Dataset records
# # # #

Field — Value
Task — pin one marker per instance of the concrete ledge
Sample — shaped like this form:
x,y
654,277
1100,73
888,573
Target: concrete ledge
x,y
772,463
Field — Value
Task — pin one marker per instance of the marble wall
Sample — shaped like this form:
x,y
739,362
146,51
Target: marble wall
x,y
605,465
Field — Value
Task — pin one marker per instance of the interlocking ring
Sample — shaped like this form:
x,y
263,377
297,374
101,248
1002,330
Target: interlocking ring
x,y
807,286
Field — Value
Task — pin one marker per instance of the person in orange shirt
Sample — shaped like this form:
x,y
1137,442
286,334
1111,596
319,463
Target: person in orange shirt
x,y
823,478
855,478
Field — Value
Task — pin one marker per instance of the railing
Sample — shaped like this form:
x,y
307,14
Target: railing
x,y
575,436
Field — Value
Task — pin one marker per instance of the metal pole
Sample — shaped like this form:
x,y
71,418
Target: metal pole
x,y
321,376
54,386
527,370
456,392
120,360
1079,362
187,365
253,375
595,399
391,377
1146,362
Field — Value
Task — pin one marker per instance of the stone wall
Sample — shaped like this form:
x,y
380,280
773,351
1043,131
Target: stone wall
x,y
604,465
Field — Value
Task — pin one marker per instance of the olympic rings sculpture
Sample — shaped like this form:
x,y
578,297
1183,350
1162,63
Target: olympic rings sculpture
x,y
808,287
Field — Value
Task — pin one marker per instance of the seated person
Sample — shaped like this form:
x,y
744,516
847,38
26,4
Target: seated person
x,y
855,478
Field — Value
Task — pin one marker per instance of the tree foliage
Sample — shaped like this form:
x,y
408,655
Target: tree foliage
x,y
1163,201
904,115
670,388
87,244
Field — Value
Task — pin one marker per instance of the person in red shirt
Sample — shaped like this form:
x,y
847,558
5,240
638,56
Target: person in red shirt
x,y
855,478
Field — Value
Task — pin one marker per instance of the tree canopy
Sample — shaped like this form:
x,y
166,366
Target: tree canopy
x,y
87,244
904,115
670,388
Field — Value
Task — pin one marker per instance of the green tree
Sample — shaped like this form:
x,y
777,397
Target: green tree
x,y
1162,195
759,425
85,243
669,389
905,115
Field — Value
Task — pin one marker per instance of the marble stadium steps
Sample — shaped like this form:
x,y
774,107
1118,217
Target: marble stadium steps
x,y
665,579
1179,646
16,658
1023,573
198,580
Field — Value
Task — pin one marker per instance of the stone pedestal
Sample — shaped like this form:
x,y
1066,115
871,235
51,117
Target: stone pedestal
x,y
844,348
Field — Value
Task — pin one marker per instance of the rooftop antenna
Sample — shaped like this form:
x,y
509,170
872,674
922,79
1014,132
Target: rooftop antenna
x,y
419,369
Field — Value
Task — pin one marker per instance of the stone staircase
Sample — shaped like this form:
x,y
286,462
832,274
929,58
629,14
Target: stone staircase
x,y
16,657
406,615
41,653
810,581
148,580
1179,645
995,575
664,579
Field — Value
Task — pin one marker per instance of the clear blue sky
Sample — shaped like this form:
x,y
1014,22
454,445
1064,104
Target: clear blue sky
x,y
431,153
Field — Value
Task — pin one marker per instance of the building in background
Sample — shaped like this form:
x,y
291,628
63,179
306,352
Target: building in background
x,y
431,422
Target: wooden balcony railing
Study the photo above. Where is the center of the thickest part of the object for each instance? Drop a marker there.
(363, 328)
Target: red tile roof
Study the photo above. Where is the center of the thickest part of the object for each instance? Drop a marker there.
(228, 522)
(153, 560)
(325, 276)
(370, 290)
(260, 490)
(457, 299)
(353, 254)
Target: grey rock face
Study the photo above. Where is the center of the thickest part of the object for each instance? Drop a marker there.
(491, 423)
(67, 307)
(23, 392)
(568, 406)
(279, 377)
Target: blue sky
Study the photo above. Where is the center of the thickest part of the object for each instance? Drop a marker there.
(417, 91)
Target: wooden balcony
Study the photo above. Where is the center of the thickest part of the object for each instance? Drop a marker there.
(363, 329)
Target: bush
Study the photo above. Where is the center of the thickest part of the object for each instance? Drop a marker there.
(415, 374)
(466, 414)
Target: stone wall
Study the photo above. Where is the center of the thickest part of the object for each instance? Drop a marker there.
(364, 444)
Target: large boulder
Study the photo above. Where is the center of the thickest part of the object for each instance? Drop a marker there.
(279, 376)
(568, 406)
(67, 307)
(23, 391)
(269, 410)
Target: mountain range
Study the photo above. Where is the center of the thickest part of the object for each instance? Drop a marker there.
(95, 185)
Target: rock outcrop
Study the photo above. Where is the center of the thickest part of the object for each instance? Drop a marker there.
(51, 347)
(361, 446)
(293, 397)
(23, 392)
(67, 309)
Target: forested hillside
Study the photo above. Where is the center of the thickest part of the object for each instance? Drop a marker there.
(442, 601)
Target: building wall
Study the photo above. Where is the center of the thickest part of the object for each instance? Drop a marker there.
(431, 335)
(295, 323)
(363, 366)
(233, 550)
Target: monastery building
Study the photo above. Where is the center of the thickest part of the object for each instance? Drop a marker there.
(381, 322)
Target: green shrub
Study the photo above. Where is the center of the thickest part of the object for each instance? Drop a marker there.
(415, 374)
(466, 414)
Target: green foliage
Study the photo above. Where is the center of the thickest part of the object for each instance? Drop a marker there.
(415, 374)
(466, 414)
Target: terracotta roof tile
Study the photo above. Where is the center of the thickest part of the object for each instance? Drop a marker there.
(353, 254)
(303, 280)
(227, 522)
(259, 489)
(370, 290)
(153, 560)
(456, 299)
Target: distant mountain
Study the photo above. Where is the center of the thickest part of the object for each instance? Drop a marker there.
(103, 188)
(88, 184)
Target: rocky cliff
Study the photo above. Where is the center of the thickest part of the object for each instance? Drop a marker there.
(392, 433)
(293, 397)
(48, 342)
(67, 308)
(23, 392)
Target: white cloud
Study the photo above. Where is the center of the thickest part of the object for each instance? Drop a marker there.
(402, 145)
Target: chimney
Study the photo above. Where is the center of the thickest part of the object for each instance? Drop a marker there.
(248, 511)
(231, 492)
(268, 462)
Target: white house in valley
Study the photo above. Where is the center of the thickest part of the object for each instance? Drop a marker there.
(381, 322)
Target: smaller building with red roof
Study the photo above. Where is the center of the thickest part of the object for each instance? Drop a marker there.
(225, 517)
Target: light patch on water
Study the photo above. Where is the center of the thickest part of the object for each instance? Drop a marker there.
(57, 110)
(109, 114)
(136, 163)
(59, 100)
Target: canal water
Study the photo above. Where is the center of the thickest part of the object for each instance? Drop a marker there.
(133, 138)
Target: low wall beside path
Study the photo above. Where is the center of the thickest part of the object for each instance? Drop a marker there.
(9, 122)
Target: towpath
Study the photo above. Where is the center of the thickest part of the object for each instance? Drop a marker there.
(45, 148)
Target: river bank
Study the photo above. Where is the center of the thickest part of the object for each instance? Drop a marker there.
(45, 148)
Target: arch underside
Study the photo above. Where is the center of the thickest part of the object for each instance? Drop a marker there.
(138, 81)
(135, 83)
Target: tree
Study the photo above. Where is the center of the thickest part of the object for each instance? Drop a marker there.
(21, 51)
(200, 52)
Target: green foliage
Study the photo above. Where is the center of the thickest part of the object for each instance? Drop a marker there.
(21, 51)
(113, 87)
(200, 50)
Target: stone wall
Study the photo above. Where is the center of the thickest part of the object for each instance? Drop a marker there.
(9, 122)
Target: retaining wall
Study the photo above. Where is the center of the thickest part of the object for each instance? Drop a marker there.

# # # #

# Directions
Copy out every line of the records that the string "mountain" appears in.

# The completed task
Target: mountain range
Target: distant mountain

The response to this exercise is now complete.